** BEGIN DATASET ROWS **

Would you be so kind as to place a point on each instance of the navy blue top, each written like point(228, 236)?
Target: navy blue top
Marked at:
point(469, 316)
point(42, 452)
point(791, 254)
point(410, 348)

** END DATASET ROWS **

THE REQUEST ▸ Please rewrite all of the data above as a JSON list of strings with one string per line, omitting blank lines.

TASK ANSWER ▸
[
  "Would you be so kind as to place a point on each instance of the navy blue top, each written like point(228, 236)?",
  "Target: navy blue top",
  "Marked at:",
  "point(469, 316)",
  "point(42, 452)",
  "point(791, 254)",
  "point(410, 348)"
]